### TEXT PASSAGE
The Northern Paiute have a history of trade with surrounding tribes. In the 1700s, the bands in eastern Oregon traded with the tribes to the north, who by 1730 had acquired the horse. In the mid-18th century, some bands developed a horse culture and split off to become the Bannock tribe. The horse gave the tribe a greater range, from Oregon to northern Nevada, southern Idaho, and western Wyoming. They forayed from there on the Bannock Trail to Montana and Canada to hunt buffalo.

The Bannock began their struggles with white settlers than many other tribes. In 1814, Bannock chief The Horse began a campaign of attacks against fur traders along the Boise River which lasted until 1832. Between 1845 and the late 1850s the population of the Bannock dropped from ~1000 to less than 500. In the 1860s the Bannock began signing treaties with the white settlers alongside other Shoshone, and Gosiute groups in the region. This, included a notable treaty signed at Soda Springs in 1863 which established territorial boundaries and guarantied annuities. It was never ratified and its promises never delivered. Later the U.S. government tried to relocate the Bannock to the Wind River Indian Reservation, but the Bannock refused. In 1869 Ulysses S. Grant ordered the Bannock to report to the Fort Hall Indian Reservation and most complied.

In the 1870's the Bannock and continued to hunt and gather food outside the reservation because the provisions provided by the U.S. government were not reliable enough to support them. This led to disputes between the Bannock and surrounding settlers which eventually culminated in the Bannock War of 1878. After the war, the Bannock were permanently relocated to the Fort Hall Indian Reservation and gradually merged with the Northern Shoshone tribes. Throughout the 1880's and 90's, under increased pressure from white settlers, portions of reservation land were ceded to settlers, including the city of Pocatello in 1888. In 1900 the Shoshone-Bannock were pressured into selling 418500 acre to the U.S. government, which was rapidly claimed by settlers in a single-day land rush.

=== Present day ===
Today the Shoshone-Bannock live on the Fort Hall Indian Reservation, 544000 acres in Southeastern Idaho. Lemhi and Northern Shoshone live with the Bannock Indians. In the 2010 U.S. census, 89 people identified as having "Bannock" ancestry with 38 being "full-blooded". 5,315 people are enrolled in the Shoshone-Bannock Tribes of the Fort Hall Reservation, all of whom are designated "Shoshone-Bannock" (without more specific designation).

The Shoshone-Bannock Tribes are organized under a charter and constitution set up in 1936. They are governed by the Fort Hall Business Council, which maintains authority over the reservation, the development of lands, resources, and all matters of self-government. The Tribes operate multiple hotels and casinos, a tribal museum, and a local news station Sho-Ban News.

### ENTRIES PROVIDED
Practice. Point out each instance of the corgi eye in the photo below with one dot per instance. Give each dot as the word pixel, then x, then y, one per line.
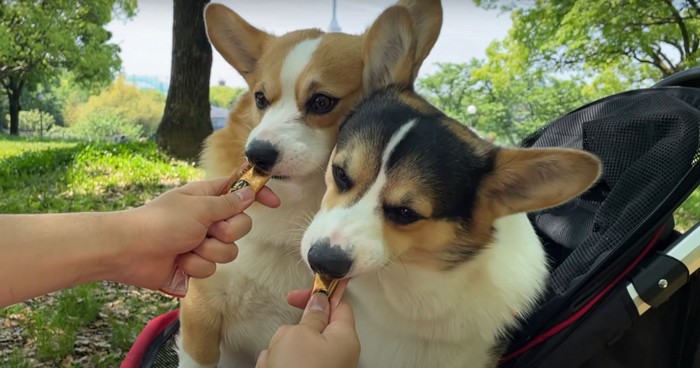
pixel 321 104
pixel 401 215
pixel 341 179
pixel 261 100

### WORK TASK 1
From the Bannock history text, quote the span from "In the 1870's" up to and including "single-day land rush.".
### WORK TASK 2
Answer these questions from the Bannock history text:
(a) In what year did Ulysses S. Grant order the Bannock to report to the Fort Hall Indian Reservation?
(b) Which city was among the reservation land ceded to settlers, and in what year?
(c) In what year were the charter and constitution of the Shoshone-Bannock Tribes set up?

### ANSWER SPACE 1
In the 1870's the Bannock and continued to hunt and gather food outside the reservation because the provisions provided by the U.S. government were not reliable enough to support them. This led to disputes between the Bannock and surrounding settlers which eventually culminated in the Bannock War of 1878. After the war, the Bannock were permanently relocated to the Fort Hall Indian Reservation and gradually merged with the Northern Shoshone tribes. Throughout the 1880's and 90's, under increased pressure from white settlers, portions of reservation land were ceded to settlers, including the city of Pocatello in 1888. In 1900 the Shoshone-Bannock were pressured into selling 418500 acre to the U.S. government, which was rapidly claimed by settlers in a single-day land rush.

### ANSWER SPACE 2
(a) 1869
(b) Pocatello, in 1888
(c) 1936